* What you have to do: Identify every line among the items below that contains the string "Detect", and copy each of those lines.

* Material for this task:
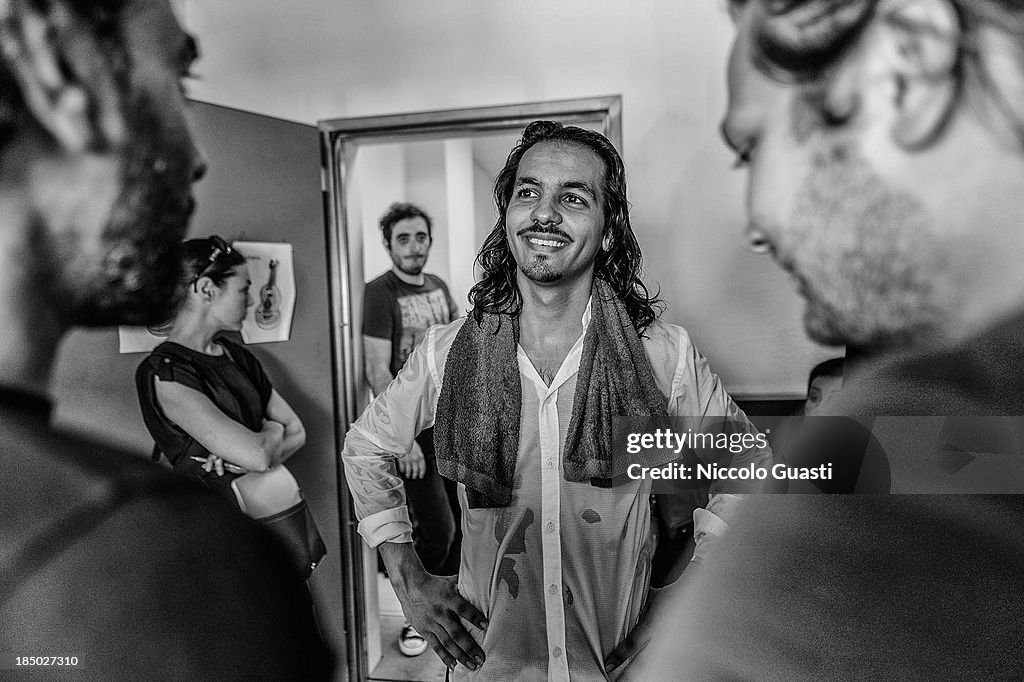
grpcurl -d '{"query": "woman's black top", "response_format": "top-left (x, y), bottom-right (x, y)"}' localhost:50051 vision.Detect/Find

---

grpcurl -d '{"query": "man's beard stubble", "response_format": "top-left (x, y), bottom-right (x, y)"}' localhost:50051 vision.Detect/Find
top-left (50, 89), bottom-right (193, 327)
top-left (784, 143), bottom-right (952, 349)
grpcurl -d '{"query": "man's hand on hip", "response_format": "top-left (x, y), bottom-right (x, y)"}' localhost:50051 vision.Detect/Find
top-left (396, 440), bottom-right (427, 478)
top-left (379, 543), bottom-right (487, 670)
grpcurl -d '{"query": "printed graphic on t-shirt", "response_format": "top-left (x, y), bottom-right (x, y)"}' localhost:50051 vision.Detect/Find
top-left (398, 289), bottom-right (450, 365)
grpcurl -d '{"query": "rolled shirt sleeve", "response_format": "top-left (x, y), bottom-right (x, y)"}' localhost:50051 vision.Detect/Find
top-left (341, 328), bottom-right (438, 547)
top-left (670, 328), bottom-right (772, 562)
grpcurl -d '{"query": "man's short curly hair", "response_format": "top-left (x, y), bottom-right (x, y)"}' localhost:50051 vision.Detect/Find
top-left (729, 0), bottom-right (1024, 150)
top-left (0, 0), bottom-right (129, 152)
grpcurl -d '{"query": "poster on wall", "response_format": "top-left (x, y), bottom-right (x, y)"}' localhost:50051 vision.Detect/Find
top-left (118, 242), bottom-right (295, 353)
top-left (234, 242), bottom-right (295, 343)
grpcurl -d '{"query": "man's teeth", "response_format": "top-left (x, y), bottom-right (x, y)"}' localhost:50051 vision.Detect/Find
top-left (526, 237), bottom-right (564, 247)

* Response to this task:
grpcurl -d '{"query": "woman's black top", "response_format": "top-left (x, y), bottom-right (x, y)"}' localhost:50051 vision.Detect/Find
grpcurl -d '{"query": "man's beard stubble", "response_format": "top-left (x, y), bottom-right (x, y)"}' localhost:50051 vision.Detect/Find
grpcurl -d '{"query": "man's hand on hip", "response_format": "top-left (x, y), bottom-right (x, y)"}' localhost:50051 vision.Detect/Find
grpcurl -d '{"query": "printed graphic on t-shirt", "response_format": "top-left (x, y), bottom-right (x, y)"}' localhost:50051 vision.Detect/Find
grpcurl -d '{"query": "rolled shirt sleeve", "response_format": "top-left (x, y), bottom-right (x, y)"}' localhost:50051 vision.Detect/Find
grpcurl -d '{"query": "man's short curly hair", "response_format": "top-left (x, y), bottom-right (x, y)"}' localhost:50051 vision.Detect/Find
grpcurl -d '{"query": "poster on wall", "response_format": "top-left (x, y), bottom-right (x, y)"}' localhost:50051 vision.Detect/Find
grpcurl -d '{"query": "man's teeth", "response_format": "top-left (x, y), bottom-right (x, y)"}' localhost:50051 vision.Detect/Find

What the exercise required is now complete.